> _Document segment_
------------------------------------
How Proportionality in Discovery is Handled in Arbitration

How Proportionality in Discovery is Handled in Arbitration, as published by Law360 on October 23, 2017; posted with permission under license.

by Richard T. Seymour, Washington, D.C.

Photo of Richard Seymour

There has been a great deal of discussion of the effects of the increased prominence of proportionality in Federal-court litigation since the December 2015 changes to Civil Rule 26.  See, for example, “A Plaintiff’s Guide To Discovery Proportionality: Part 1” by Max Kennerly, and “Discovery Proportionality: A Defense View” by Alan Hoffman.  There has been relatively little discussion of how the issue of proportionality in discovery is handled in arbitration, and some comments might be useful.[i]

The Federal Courts Are Following in the Footsteps of Arbitrators, Part 1

The response of many arbitrators[2] to the Advisory Committee on the Civil Rules is, “What took you so long?”  It seems to us as arbitrators that the courts are simply belatedly following in our wake.

It has been true. for as long as I can determine from conversations with other arbitrators, that arbitrators have used the initial Case Management Conference as the occasion at which the parties are required to discuss broadly their discovery plans, and any objections to those plans.  We expect the parties to have planned, by the time of the conference, what discovery they need and how they intend to get it.  If the case seems simple to us and not needing much discovery, we will raise that and see if there is a good answer.  If not, we will limit discovery subject to easy reconsideration based on a later showing of good cause.  It is good that the Federal courts are now imitating arbitration by placing this subject front and center at a scheduling conference.

The Federal Courts Are Following in the Footsteps of Arbitrators, Part 2

Many Federal judges have also in the last decade adopted the common arbitral practice of allowing the parties to submit discovery disputes quickly and informally, without going through full motion briefing.  Many arbitrators, like me, take discovery disputes and responses by e-mail, schedule a quick telephone call if it would be helpful and counsel are available, rule during the call, and follow up with an order in the next couple of days.
------------------------------------
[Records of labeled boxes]

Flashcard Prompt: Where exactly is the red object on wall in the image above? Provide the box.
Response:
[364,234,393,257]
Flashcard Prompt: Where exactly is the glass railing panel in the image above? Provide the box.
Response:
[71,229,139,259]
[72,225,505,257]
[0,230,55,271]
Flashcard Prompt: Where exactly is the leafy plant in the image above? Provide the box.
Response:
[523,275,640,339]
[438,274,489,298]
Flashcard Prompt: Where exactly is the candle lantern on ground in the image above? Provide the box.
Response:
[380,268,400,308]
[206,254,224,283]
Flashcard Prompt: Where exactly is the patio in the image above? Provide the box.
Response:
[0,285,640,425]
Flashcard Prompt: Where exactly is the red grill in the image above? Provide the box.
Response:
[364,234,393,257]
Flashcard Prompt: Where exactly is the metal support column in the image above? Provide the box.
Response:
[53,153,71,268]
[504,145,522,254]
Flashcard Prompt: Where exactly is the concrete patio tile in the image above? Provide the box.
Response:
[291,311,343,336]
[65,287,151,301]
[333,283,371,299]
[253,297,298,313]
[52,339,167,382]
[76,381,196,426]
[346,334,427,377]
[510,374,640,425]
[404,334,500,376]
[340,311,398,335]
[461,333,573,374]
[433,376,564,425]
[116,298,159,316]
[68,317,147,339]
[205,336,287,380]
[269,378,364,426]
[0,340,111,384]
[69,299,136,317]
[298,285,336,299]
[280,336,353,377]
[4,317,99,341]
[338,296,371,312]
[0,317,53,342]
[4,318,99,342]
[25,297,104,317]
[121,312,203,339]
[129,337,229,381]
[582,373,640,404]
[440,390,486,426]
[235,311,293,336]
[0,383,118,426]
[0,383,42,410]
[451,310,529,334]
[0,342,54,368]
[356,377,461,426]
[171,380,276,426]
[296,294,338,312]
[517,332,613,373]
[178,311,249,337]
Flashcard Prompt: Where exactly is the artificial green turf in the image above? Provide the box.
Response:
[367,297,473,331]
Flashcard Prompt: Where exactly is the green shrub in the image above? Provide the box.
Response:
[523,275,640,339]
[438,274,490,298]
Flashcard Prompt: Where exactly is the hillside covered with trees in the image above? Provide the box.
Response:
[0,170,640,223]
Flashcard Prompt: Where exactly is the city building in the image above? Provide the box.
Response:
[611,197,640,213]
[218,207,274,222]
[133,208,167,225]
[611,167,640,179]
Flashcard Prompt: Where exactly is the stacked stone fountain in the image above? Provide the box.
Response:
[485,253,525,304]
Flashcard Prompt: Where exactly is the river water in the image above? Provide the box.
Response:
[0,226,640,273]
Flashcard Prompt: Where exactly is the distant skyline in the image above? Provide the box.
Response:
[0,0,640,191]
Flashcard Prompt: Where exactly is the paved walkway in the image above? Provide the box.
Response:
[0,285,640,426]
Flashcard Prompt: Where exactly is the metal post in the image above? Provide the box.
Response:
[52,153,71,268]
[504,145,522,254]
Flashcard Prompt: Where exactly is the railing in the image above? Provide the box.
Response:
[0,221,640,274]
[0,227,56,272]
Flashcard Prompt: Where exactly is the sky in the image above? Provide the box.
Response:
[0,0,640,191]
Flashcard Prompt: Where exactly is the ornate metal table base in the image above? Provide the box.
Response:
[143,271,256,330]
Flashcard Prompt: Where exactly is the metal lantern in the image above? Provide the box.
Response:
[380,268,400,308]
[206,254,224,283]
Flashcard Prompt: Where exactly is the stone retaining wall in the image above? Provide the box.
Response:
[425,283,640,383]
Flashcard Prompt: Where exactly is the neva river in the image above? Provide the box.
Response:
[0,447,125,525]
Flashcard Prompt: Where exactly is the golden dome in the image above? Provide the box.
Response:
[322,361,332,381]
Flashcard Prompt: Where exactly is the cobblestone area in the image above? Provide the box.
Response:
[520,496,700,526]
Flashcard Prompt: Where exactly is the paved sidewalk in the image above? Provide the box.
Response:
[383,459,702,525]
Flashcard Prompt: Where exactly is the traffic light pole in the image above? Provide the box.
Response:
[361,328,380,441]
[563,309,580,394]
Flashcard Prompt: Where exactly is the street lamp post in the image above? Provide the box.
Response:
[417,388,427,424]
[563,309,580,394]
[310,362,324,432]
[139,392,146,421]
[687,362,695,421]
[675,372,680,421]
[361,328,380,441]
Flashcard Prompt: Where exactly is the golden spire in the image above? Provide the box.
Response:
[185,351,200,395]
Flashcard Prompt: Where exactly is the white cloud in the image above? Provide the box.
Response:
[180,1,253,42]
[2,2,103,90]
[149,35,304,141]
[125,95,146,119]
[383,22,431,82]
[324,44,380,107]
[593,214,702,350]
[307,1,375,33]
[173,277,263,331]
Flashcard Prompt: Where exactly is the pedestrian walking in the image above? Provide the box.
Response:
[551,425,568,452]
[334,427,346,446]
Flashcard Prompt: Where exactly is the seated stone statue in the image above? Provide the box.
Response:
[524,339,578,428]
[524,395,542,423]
------------------------------------
> _Directions_
1. Translate this sentence from the article on proportionality in arbitration discovery into Spanish: "We expect the parties to have planned, by the time of the conference, what discovery they need and how they intend to get it."
2. According to the article on proportionality in arbitration discovery, what change has increased the prominence of proportionality in federal-court litigation?
3. Continue the article on proportionality in arbitration discovery from the point where it stops.

> _Results for the exercise_
1. Esperamos que las partes hayan planificado, para el momento de la conferencia, qué diligencias de descubrimiento de pruebas necesitan y cómo piensan obtenerlas.

2. The December 2015 changes to Civil Rule 26.

3.
Arbitration is very much like litigation, in that disputes over proportionality—and most other discovery questions—rarely arise when there are capable and experienced counsel on both sides, and parties who take a functional approach.  However, there will always be those exceptions for which we need the rules.[3]

Responding to Parties Who Blow Off Discovery Requests: Suggestions for Best Practices in Court and in Arbitration

Most of the discovery disputes arising in my own cases as arbitrator involve either privilege and claw-back questions,[4] or a party’s complete failure to respond to discovery.

Complete failures to respond occur both with represented parties and pro se parties, and occur on both sides of the dispute.  The remedy is seldom to issue the sanction of default or striking an Answer, because judicial standards for such case-ending or defense-ending sanctions are far less harsh and the failure to meet judicial expectations based on their own standards is likely to lead to vacatur.[5]

One practice I have found helpful is to schedule an in-person or telephonic hearing and require the parties on both sides to attend.  At the hearing, I explain to the non-responding party the need for the information, and the possible consequences of the failure to provide it on a very short turn-around.  If there is a problem with the request, we hash out changes then and there.  I may stagger the responses to keep the information flowing while taking into account the non-responding party’s other time commitments.  I may allow an immediate but short deposition of the non-responding party to get critical information quickly to the discovering party and cure some of its prejudice, without taking away from a subsequent full deposition at which everything can be re-visited.  I get the non-responding party’s verbal commitment to the schedule, and incorporate all that in an order.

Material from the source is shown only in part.